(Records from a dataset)
►
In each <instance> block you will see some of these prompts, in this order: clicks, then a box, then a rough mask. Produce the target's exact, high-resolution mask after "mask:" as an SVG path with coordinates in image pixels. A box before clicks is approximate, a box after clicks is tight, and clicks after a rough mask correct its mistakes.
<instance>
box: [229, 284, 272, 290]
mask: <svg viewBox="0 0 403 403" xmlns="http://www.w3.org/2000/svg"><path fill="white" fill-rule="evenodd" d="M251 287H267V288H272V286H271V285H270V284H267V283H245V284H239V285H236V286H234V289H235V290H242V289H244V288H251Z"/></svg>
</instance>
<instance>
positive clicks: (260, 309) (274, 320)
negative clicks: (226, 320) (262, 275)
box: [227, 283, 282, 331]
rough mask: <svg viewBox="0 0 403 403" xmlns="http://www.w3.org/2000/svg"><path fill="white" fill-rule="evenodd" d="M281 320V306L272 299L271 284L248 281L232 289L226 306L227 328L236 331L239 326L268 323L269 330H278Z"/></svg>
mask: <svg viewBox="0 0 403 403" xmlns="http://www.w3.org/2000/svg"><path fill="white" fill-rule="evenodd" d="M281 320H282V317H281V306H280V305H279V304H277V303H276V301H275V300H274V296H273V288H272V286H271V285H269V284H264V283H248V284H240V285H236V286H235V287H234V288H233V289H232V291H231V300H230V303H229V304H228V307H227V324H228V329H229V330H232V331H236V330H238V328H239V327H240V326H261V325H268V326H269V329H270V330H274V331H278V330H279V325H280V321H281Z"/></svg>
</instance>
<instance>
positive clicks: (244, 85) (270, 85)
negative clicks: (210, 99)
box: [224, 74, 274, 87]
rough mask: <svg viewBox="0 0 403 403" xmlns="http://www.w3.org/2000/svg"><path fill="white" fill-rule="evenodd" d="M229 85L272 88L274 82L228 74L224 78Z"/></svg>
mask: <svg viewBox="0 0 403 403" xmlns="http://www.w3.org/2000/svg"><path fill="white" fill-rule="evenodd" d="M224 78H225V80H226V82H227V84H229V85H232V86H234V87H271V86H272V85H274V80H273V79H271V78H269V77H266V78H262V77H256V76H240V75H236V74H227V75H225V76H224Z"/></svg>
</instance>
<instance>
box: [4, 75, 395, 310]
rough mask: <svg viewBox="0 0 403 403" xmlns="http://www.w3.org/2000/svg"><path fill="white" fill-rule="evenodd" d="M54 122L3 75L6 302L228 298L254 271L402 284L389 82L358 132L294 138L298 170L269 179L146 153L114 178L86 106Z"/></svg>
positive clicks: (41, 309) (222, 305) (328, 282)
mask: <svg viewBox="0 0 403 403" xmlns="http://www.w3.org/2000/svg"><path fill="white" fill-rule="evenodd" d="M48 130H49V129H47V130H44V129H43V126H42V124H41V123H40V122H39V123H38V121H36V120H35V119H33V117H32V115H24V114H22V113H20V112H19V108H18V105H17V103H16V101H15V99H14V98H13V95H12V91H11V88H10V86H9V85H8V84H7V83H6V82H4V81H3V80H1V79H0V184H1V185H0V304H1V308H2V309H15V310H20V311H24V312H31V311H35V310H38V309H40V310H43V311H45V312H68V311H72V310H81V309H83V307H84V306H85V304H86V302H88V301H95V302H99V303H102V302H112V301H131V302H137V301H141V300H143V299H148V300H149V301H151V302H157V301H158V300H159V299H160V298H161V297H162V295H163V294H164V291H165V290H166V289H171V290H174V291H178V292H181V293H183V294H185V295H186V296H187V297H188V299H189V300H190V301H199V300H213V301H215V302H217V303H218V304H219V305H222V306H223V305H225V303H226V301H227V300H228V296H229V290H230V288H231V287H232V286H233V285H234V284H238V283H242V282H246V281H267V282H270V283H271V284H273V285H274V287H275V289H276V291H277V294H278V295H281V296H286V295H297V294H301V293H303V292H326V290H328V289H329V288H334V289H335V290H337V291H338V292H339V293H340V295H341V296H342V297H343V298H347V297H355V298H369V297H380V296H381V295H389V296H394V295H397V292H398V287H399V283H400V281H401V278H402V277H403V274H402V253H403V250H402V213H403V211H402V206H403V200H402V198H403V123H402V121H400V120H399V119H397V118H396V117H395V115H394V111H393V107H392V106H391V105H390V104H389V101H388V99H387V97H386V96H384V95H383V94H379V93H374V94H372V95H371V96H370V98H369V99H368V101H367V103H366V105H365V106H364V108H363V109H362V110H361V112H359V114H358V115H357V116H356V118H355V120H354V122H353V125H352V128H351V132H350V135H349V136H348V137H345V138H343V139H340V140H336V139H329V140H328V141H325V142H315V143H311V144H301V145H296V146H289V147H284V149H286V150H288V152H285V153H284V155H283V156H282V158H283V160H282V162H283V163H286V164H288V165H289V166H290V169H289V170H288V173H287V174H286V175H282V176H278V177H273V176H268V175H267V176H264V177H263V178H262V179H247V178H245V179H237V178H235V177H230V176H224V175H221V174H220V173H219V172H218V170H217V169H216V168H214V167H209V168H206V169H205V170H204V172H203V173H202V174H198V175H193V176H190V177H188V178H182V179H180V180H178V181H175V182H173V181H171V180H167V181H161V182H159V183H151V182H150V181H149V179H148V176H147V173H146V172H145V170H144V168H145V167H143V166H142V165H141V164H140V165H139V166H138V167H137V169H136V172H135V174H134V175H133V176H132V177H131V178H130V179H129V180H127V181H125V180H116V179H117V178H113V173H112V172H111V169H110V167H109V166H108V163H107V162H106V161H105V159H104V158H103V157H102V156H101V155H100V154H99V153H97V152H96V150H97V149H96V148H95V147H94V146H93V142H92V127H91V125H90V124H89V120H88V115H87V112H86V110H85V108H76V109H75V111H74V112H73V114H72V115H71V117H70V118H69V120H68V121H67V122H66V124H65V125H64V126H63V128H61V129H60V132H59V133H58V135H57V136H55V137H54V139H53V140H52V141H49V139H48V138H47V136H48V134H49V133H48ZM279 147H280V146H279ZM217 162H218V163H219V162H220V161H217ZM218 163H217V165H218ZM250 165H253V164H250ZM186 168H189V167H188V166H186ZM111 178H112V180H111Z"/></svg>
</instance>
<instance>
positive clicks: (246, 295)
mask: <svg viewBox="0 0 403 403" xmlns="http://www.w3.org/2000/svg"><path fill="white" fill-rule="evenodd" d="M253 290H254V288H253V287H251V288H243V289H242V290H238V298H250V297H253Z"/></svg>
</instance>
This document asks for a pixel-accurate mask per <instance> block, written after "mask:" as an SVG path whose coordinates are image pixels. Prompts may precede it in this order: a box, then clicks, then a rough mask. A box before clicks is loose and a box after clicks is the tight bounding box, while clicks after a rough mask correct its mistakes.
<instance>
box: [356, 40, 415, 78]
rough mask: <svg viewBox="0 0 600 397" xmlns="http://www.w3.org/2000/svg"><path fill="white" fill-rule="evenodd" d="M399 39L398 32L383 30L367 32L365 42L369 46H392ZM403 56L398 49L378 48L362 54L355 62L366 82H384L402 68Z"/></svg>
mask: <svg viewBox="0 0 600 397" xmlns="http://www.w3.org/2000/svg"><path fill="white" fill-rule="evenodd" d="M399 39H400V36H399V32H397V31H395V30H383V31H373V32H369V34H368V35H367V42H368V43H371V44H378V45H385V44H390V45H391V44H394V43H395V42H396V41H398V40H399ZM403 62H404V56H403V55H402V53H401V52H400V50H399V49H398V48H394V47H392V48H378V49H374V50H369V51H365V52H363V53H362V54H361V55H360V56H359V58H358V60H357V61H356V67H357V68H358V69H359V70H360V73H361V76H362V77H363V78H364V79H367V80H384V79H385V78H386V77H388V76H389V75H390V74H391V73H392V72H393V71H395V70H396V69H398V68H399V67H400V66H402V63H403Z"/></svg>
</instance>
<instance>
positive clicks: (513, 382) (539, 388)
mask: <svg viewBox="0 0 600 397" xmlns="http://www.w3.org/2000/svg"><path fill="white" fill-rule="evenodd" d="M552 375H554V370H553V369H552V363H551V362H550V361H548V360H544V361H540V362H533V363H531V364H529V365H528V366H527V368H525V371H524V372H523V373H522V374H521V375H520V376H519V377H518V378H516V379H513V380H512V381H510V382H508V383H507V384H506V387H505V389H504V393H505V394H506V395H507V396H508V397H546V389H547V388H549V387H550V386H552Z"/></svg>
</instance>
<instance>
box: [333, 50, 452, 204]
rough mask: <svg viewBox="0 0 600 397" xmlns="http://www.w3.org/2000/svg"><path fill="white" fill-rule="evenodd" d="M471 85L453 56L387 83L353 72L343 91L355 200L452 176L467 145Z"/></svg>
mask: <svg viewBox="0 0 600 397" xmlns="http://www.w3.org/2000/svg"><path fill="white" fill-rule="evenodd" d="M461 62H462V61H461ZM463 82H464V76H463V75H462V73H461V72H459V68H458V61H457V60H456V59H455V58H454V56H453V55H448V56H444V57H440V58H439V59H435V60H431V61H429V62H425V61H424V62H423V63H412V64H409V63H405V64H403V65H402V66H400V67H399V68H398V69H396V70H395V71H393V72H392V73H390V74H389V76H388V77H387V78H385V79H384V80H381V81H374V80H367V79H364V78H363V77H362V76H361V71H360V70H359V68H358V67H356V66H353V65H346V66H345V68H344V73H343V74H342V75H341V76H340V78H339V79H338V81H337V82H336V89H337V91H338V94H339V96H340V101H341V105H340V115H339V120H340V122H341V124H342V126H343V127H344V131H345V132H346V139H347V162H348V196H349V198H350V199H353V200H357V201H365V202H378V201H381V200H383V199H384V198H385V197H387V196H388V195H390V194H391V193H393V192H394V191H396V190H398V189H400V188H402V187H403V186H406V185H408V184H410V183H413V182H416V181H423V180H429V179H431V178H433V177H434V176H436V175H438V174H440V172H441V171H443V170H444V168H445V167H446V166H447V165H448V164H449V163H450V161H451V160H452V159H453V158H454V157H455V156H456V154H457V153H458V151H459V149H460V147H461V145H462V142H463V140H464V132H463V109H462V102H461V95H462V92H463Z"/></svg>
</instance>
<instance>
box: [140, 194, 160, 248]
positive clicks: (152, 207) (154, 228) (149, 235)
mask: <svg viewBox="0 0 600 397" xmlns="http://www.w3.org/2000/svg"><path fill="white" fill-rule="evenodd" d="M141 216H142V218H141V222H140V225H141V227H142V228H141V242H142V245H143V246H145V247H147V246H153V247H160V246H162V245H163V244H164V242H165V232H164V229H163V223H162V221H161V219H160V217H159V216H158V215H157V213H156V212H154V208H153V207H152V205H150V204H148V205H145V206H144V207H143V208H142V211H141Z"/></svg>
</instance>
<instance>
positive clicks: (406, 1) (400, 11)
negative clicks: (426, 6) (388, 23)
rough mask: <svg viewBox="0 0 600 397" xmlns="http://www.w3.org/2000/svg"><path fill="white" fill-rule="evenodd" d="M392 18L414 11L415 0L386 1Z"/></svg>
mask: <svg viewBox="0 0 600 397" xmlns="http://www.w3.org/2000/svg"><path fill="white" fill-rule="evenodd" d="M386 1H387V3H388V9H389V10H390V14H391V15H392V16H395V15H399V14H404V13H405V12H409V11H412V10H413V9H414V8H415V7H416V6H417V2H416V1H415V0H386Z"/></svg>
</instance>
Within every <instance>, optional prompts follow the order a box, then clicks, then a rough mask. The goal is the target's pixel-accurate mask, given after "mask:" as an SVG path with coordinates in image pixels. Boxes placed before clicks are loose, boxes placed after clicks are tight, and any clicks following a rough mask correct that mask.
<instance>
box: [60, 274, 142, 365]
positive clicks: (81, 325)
◄
▶ Work request: In the records above, the line with "box: [227, 283, 282, 331]" marks the start and the line with "box: [224, 74, 274, 87]" marks the end; copy that stretch exactly, both lines included, and nothing else.

▶ Answer area:
box: [227, 283, 282, 331]
rough mask: <svg viewBox="0 0 403 403" xmlns="http://www.w3.org/2000/svg"><path fill="white" fill-rule="evenodd" d="M281 320V306L272 299L271 284L248 281L232 289L226 306L227 328L236 331L239 326L268 323L269 330H278Z"/></svg>
mask: <svg viewBox="0 0 403 403" xmlns="http://www.w3.org/2000/svg"><path fill="white" fill-rule="evenodd" d="M281 320H282V317H281V306H280V305H279V304H277V303H276V301H275V300H274V296H273V288H272V286H271V285H269V284H264V283H248V284H240V285H236V286H235V287H234V288H233V289H232V291H231V300H230V303H229V304H228V307H227V324H228V329H229V330H232V331H236V330H238V328H239V327H240V326H261V325H268V326H269V329H270V330H274V331H278V330H279V325H280V321H281Z"/></svg>
</instance>
<instance>
positive clicks: (244, 85) (270, 85)
negative clicks: (210, 99)
box: [224, 74, 274, 87]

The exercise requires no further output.